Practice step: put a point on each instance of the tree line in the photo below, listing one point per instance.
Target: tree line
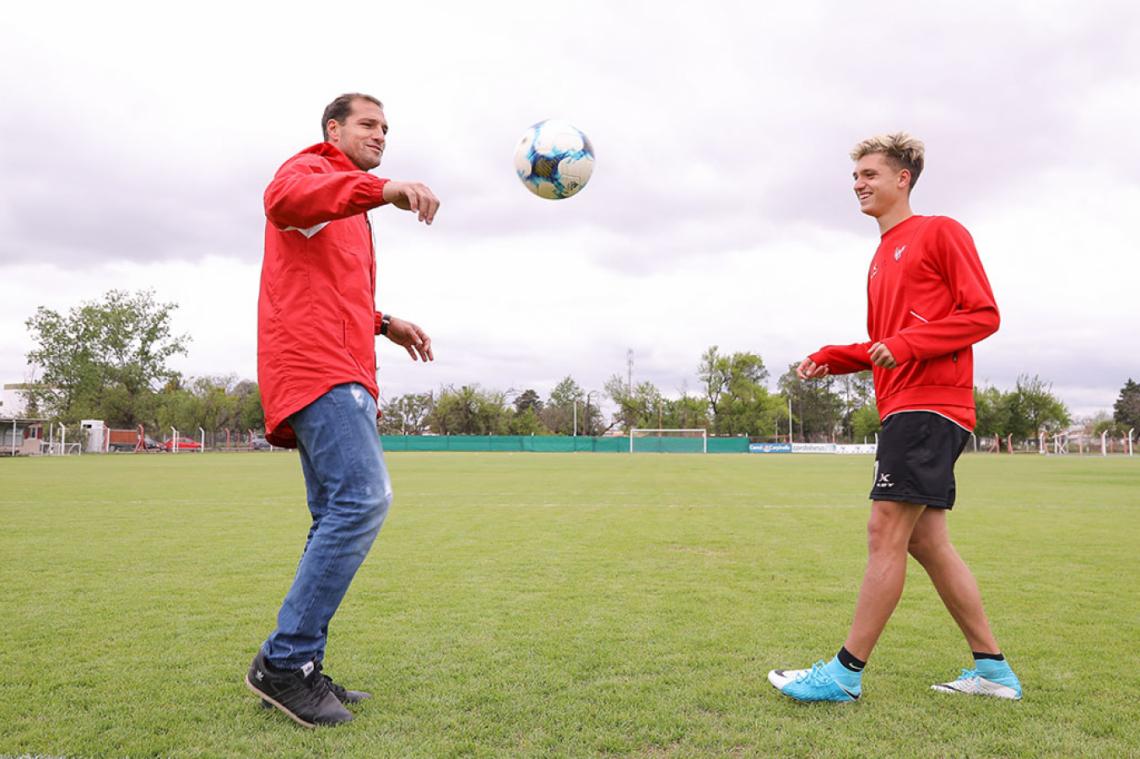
(108, 360)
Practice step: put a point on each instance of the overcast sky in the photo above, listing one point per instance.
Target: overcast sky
(136, 141)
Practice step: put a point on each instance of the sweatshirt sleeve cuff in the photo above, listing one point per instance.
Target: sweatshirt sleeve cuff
(900, 349)
(380, 192)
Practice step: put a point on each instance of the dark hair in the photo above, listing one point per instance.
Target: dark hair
(340, 108)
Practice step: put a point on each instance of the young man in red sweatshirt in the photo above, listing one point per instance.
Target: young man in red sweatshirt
(928, 302)
(317, 325)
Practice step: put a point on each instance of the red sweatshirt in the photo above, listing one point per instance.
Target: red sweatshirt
(316, 312)
(928, 302)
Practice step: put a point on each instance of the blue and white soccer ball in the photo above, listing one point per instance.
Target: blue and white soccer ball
(554, 160)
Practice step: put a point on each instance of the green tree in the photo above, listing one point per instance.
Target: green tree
(1033, 408)
(406, 415)
(865, 423)
(816, 409)
(104, 359)
(568, 401)
(686, 413)
(992, 407)
(734, 386)
(856, 391)
(528, 399)
(527, 423)
(469, 410)
(249, 414)
(642, 406)
(1126, 408)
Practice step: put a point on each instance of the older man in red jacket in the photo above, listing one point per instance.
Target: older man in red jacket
(317, 374)
(928, 302)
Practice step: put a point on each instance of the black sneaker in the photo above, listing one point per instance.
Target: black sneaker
(303, 694)
(342, 694)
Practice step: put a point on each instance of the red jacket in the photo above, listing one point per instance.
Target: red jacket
(928, 302)
(316, 313)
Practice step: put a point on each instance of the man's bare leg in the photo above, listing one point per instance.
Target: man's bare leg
(952, 579)
(888, 535)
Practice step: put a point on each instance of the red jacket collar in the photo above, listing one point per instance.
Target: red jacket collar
(334, 154)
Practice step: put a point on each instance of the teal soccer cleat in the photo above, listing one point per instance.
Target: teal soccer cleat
(815, 684)
(999, 682)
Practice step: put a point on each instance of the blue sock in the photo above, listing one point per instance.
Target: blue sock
(844, 676)
(992, 669)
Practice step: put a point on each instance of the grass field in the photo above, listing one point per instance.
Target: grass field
(551, 604)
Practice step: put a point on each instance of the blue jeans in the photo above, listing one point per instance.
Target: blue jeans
(349, 494)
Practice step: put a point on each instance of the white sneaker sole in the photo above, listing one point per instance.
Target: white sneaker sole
(978, 686)
(782, 677)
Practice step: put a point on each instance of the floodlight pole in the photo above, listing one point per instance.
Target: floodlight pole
(789, 418)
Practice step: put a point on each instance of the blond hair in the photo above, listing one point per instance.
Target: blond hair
(900, 149)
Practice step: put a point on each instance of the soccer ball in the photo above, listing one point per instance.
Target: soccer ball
(554, 160)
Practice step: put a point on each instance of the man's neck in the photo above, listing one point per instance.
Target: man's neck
(895, 217)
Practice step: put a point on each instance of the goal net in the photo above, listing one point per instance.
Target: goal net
(668, 441)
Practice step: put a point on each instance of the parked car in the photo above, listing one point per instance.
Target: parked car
(184, 443)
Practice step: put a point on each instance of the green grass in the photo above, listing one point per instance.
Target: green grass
(544, 604)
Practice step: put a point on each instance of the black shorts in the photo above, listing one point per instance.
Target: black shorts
(915, 459)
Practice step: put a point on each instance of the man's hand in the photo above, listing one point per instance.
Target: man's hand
(414, 340)
(880, 356)
(413, 196)
(809, 369)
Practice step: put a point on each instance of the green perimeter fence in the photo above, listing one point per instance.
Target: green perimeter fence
(562, 445)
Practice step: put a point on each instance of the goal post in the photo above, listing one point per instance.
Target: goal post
(668, 441)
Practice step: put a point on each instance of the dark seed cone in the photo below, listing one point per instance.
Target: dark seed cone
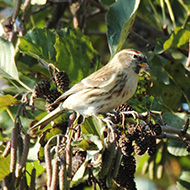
(152, 146)
(51, 97)
(124, 107)
(62, 80)
(156, 129)
(77, 161)
(125, 177)
(125, 145)
(102, 183)
(140, 146)
(188, 147)
(41, 89)
(134, 131)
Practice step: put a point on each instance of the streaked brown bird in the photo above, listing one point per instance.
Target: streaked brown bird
(103, 90)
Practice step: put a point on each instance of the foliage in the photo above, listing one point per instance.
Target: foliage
(38, 39)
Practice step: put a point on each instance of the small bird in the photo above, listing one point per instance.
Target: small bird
(103, 90)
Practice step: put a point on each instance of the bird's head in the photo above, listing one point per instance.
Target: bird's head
(132, 59)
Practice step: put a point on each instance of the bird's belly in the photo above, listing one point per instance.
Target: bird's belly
(93, 101)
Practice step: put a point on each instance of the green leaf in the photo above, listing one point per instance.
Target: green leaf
(5, 166)
(68, 49)
(119, 20)
(39, 43)
(178, 38)
(177, 120)
(75, 54)
(183, 182)
(7, 63)
(93, 125)
(6, 3)
(29, 166)
(7, 100)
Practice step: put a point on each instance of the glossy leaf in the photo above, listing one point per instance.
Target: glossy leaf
(39, 43)
(178, 38)
(119, 20)
(75, 54)
(68, 49)
(7, 63)
(183, 182)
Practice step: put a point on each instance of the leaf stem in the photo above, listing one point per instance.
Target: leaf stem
(10, 114)
(24, 85)
(171, 12)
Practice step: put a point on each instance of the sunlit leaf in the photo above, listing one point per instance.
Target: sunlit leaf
(93, 125)
(75, 54)
(119, 20)
(183, 183)
(39, 43)
(7, 63)
(5, 166)
(178, 38)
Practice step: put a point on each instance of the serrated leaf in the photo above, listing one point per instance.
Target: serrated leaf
(176, 148)
(7, 63)
(5, 166)
(7, 100)
(119, 20)
(183, 182)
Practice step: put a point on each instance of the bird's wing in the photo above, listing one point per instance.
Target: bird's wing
(98, 79)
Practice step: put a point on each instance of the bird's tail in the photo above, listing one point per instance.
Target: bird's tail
(48, 118)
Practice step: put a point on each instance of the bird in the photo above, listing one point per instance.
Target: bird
(103, 90)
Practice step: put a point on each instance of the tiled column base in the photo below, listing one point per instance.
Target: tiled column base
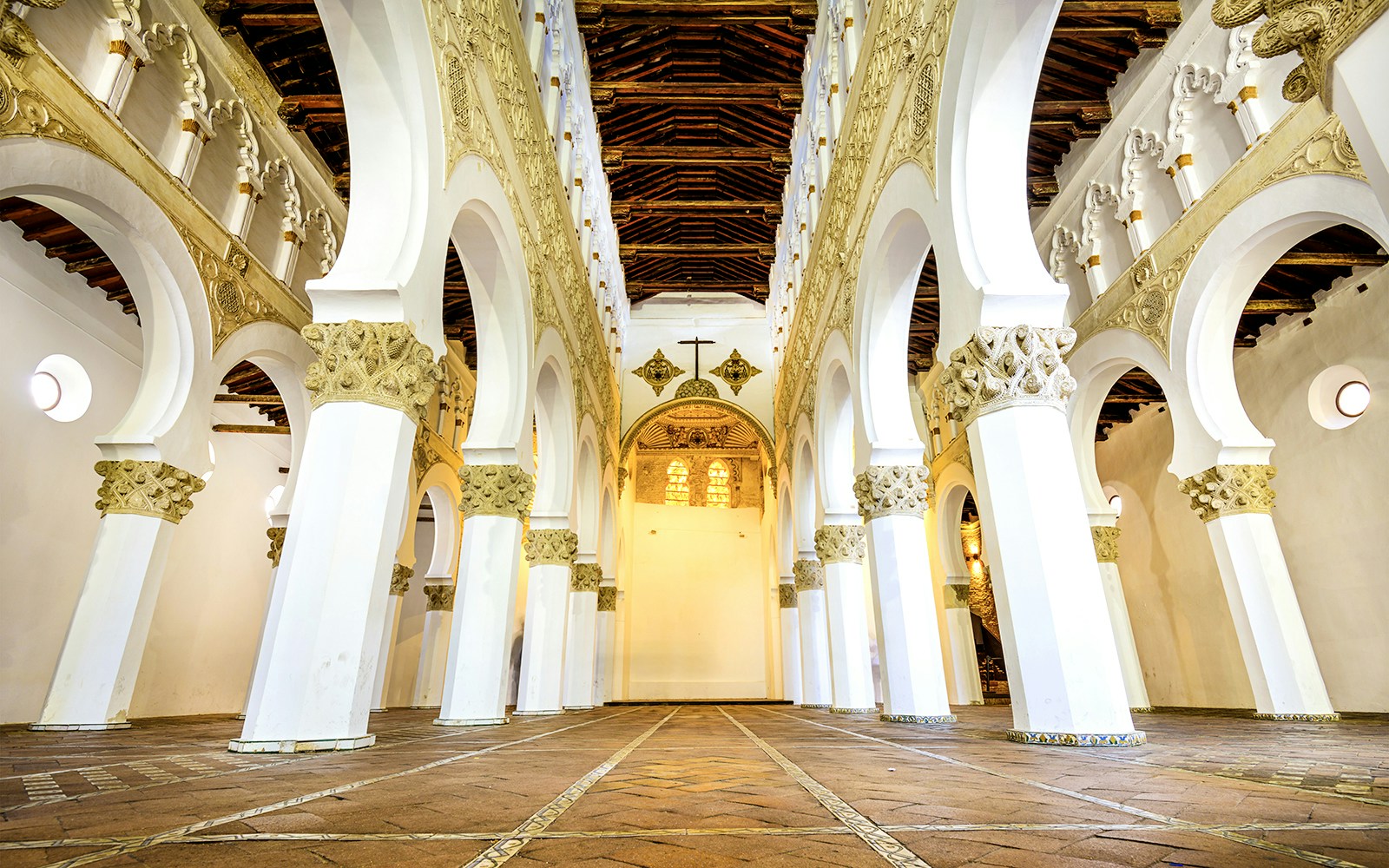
(240, 746)
(1080, 740)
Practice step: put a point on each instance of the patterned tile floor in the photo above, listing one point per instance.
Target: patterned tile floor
(705, 786)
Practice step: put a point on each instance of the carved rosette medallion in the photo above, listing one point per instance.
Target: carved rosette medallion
(585, 578)
(379, 363)
(1229, 490)
(497, 490)
(400, 576)
(840, 545)
(1009, 367)
(438, 597)
(1106, 543)
(277, 545)
(809, 574)
(146, 488)
(892, 490)
(550, 546)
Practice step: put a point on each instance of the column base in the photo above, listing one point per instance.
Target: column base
(918, 719)
(240, 746)
(1080, 740)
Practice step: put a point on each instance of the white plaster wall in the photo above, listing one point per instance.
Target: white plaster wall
(1331, 516)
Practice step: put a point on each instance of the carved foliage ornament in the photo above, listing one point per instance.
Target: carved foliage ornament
(379, 363)
(1229, 490)
(892, 490)
(1007, 367)
(497, 490)
(840, 545)
(146, 488)
(550, 546)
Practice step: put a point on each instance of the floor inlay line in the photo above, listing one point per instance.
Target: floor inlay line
(173, 835)
(1173, 821)
(885, 845)
(538, 823)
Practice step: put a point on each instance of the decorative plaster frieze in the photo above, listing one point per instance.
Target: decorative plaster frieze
(146, 488)
(840, 545)
(1007, 367)
(550, 546)
(1229, 490)
(892, 490)
(497, 490)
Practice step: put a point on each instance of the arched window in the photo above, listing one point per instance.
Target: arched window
(717, 492)
(677, 485)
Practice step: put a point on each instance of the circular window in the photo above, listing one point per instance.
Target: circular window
(60, 388)
(1338, 396)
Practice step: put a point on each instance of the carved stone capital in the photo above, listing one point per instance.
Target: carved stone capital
(585, 578)
(277, 545)
(146, 488)
(400, 580)
(1106, 543)
(809, 574)
(840, 545)
(550, 546)
(379, 363)
(497, 490)
(438, 597)
(892, 490)
(1229, 490)
(1009, 367)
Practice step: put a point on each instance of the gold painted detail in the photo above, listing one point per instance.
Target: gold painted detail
(1106, 543)
(1007, 367)
(585, 578)
(497, 490)
(277, 545)
(439, 597)
(659, 372)
(550, 546)
(1229, 490)
(146, 488)
(892, 490)
(400, 576)
(840, 545)
(809, 574)
(379, 363)
(735, 372)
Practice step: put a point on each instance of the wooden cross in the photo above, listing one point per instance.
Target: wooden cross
(696, 342)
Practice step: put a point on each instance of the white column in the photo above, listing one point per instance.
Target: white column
(840, 549)
(550, 553)
(606, 641)
(342, 538)
(814, 634)
(1009, 388)
(892, 500)
(141, 504)
(497, 499)
(581, 636)
(389, 629)
(1235, 502)
(434, 645)
(1106, 552)
(791, 639)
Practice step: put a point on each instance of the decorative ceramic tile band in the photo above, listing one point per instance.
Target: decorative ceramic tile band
(1080, 740)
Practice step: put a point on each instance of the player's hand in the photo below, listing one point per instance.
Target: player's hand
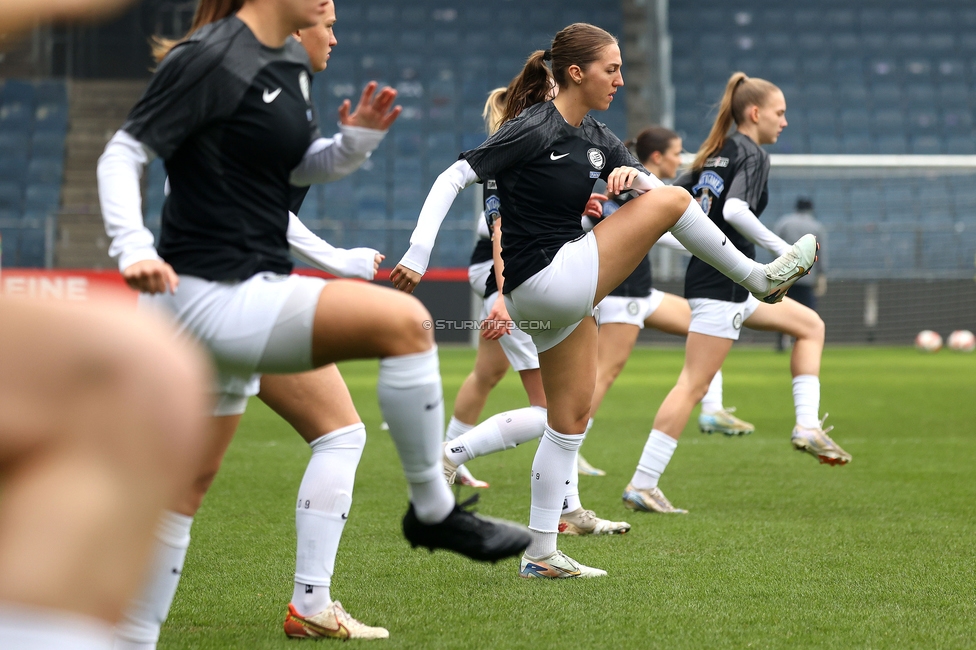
(375, 110)
(151, 276)
(621, 179)
(594, 207)
(404, 279)
(498, 323)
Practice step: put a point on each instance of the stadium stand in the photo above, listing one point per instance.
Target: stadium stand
(33, 125)
(871, 78)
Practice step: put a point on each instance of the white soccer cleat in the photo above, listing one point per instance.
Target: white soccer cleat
(333, 622)
(465, 477)
(585, 522)
(789, 267)
(557, 566)
(652, 500)
(817, 443)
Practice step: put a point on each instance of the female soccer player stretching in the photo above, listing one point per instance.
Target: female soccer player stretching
(728, 179)
(545, 162)
(230, 112)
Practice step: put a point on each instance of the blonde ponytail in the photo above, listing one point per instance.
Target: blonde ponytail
(741, 92)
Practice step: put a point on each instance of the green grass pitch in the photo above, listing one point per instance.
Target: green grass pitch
(777, 551)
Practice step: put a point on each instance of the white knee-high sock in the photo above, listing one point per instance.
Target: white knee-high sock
(655, 457)
(456, 428)
(704, 240)
(572, 501)
(551, 470)
(712, 402)
(806, 400)
(139, 629)
(498, 433)
(27, 627)
(412, 403)
(324, 499)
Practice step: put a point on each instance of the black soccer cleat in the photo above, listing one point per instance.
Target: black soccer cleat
(479, 538)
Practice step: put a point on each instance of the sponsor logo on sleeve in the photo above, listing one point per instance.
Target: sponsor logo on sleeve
(596, 158)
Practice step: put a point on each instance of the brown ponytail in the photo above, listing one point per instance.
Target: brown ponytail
(208, 11)
(741, 92)
(494, 112)
(578, 44)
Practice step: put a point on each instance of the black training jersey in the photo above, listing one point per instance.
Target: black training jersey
(739, 171)
(545, 170)
(231, 118)
(638, 283)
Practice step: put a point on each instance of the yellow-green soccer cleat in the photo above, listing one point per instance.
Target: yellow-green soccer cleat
(557, 566)
(333, 622)
(585, 522)
(652, 500)
(789, 267)
(585, 469)
(724, 422)
(817, 443)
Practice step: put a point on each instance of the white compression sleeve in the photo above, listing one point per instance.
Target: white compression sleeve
(442, 194)
(738, 214)
(315, 251)
(119, 173)
(329, 159)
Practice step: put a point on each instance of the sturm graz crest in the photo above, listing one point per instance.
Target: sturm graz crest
(596, 158)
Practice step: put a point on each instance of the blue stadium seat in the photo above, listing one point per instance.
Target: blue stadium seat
(31, 248)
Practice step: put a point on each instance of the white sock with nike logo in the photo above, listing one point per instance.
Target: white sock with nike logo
(704, 240)
(324, 500)
(498, 433)
(412, 404)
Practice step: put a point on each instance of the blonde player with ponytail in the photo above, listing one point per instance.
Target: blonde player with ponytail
(729, 180)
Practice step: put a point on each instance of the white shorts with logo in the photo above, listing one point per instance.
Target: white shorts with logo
(629, 311)
(517, 345)
(262, 324)
(551, 304)
(720, 318)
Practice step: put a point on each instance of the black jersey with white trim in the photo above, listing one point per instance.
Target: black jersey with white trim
(638, 283)
(741, 171)
(545, 169)
(231, 118)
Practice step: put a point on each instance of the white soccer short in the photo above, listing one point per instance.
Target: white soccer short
(517, 345)
(629, 311)
(551, 304)
(478, 276)
(262, 324)
(720, 318)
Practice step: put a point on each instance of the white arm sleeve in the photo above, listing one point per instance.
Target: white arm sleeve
(645, 182)
(329, 159)
(119, 172)
(442, 194)
(670, 241)
(315, 251)
(738, 214)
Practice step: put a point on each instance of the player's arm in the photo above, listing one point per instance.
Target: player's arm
(408, 273)
(119, 171)
(737, 213)
(305, 245)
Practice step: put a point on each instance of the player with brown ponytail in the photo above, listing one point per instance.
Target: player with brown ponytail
(545, 161)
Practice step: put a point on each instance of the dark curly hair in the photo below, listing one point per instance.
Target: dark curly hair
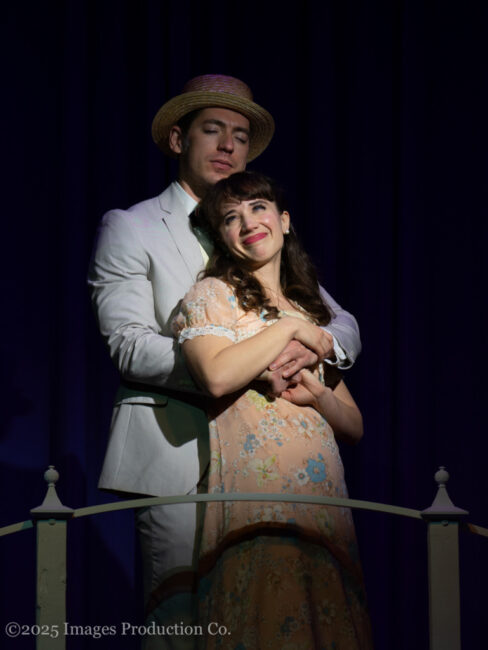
(297, 275)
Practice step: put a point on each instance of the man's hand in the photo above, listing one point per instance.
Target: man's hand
(275, 383)
(296, 356)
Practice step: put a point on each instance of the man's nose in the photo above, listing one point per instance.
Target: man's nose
(226, 142)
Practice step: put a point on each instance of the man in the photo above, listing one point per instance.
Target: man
(145, 260)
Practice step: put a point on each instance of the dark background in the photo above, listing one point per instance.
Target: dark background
(382, 141)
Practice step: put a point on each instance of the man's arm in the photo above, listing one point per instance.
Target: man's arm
(123, 299)
(344, 329)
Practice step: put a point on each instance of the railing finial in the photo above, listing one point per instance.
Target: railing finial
(442, 507)
(51, 507)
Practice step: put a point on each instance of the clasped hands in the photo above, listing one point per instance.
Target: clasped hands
(284, 377)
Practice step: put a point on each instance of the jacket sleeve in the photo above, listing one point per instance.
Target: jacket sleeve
(123, 300)
(344, 328)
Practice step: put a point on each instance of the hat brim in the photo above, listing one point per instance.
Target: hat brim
(261, 123)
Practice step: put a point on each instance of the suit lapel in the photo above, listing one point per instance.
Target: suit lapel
(178, 224)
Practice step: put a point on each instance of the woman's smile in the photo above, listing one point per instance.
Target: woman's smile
(254, 238)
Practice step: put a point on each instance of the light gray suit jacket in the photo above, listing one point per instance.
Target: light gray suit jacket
(145, 260)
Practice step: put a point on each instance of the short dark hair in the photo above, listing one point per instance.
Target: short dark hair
(185, 123)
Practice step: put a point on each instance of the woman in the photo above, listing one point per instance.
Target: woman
(275, 575)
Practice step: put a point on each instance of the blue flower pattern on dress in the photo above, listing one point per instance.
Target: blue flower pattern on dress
(299, 588)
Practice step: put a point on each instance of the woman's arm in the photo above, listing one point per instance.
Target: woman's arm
(337, 405)
(222, 367)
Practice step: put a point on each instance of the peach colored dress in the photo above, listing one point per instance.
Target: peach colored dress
(275, 575)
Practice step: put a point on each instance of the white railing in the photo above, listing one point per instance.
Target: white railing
(443, 519)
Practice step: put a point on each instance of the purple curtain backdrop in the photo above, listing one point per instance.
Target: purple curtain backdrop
(382, 143)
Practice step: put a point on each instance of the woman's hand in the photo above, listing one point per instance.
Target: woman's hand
(307, 390)
(312, 336)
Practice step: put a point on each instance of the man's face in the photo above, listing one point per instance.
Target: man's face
(216, 146)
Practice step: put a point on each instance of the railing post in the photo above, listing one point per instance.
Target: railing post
(443, 551)
(51, 519)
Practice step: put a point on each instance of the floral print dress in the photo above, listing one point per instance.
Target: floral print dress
(272, 575)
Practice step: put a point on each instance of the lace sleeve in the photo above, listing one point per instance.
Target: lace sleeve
(208, 309)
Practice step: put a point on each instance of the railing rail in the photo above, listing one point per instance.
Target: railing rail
(443, 519)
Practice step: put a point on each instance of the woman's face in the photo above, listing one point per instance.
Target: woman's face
(253, 230)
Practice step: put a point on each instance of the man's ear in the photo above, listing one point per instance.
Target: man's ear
(175, 139)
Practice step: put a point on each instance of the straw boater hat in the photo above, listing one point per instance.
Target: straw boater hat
(217, 90)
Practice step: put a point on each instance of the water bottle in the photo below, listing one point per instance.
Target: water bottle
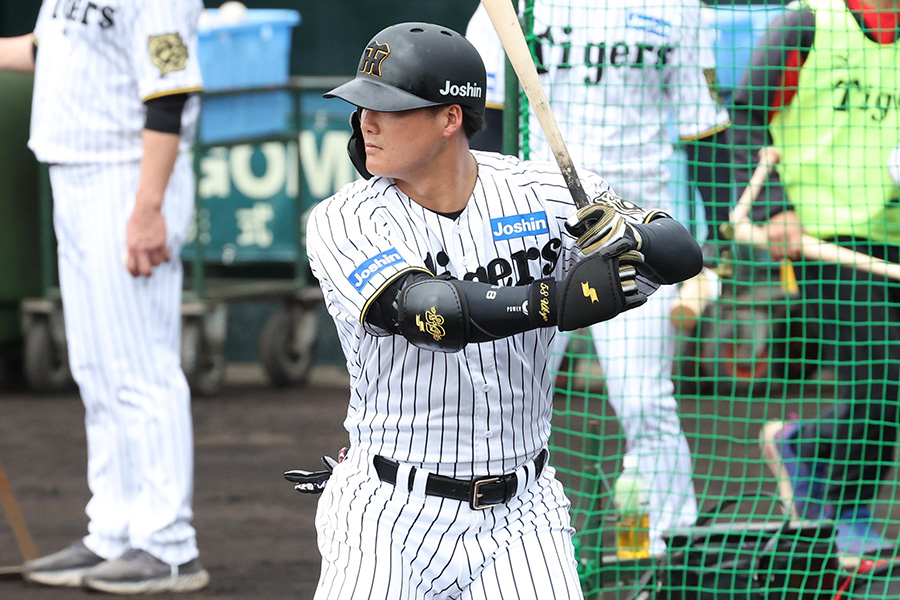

(Directions for this task)
Gather every line of the records above that contains the string "ceramic" and copy each such line in full, treating uppercase and lowercase letters as distinct.

(Reply)
Practice step: put a point on each instance of the decorative ceramic tile band in the photo above, listing one point per instance.
Target: decorative ceramic tile band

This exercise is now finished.